To give a brief summary of his thesis, Jesus was a devotee of the same
in-group morality - coupled with out-group hostility - that was taken
for granted in the Old Testament. Jesus was a loyal Jew. It was Paul
who invented the idea of taking the Jewish God to the Gentiles. Hartung
puts it more bluntly than I dare: 'Jesus would have turned over in his
grave if he had known that Paul would be taking his plan to the pigs.'

Hartung
has some good fun with the book of Revelation, which is certainly one
of the weirdest books in the Bible. It is supposed to have
been written by St John and, as
Ken's Guide to the Bible
neatly
put it, if his epistles can be seen as John on pot, then Revelation is
John on acid.
100
Hartung draws attention to the
two verses in Revelation where the number of those 'sealed' (which some
sects, such as the Jehovah's Witnesses, interpret to mean 'saved') is
limited to 144,000. Hartung's point is that they all had to be Jews:
12,000 from each of the 12 tribes. Ken Smith goes further, pointing out
that the 144,000 elect 'did not defile themselves with women', which
presumably means that none of them could
be
women.
Well, that's the sort of thing we've come to expect.

There's
a lot more in Hartung's entertaining paper. I shall simply recommend it
once more, and summarize it in a quotation:

The
Bible is a blueprint of in-group morality, complete with instructions
for genocide, enslavement of out-groups, and world domination. But the
Bible is not evil by virtue of its objectives or even its glorification
of murder, cruelty, and rape. Many ancient works do that - The Iliad,
the Icelandic Sagas, the tales of the ancient Syrians and the
inscriptions of the ancient Mayans, for example. But no one is selling
the Iliad as a foundation for morality. Therein lies the problem. The
Bible is sold, and bought, as a guide to how people should live their
lives. And it is, by far, the world's all-time best seller.

Lest
it be thought that the exclusiveness of traditional Judaism is unique
among religions, look at the following confident verse from a hymn by
Isaac Watts (1674-1748):

Lord,
I ascribe it to Thy Grace, 

And not to chance, as
others do, 

That I was
born of Christian Race 

And not a Heathen or
a Jew.

What
puzzles me about this verse is not the exclusiveness
per se
but
the logic. Since plenty of others
were
born into
religions other than Christianity, how did God decide which future
people should receive
such favoured birth? Why favour Isaac Watts and those individuals whom
he visualized singing his hymn? In any case, before Isaac Watts was
conceived, what was the nature of the entity being favoured? These are
deep waters, but perhaps not too deep for a mind tuned to theology.

DATA LINES:

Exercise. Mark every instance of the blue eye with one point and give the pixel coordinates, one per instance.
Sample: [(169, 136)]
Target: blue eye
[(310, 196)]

PROMPT: In the text on Hartung's reading of the Bible, how many people does Revelation limit the "sealed" to, and how are they drawn from the tribes?

EXERCISE ANSWER: 144,000, with 12,000 from each of the 12 tribes.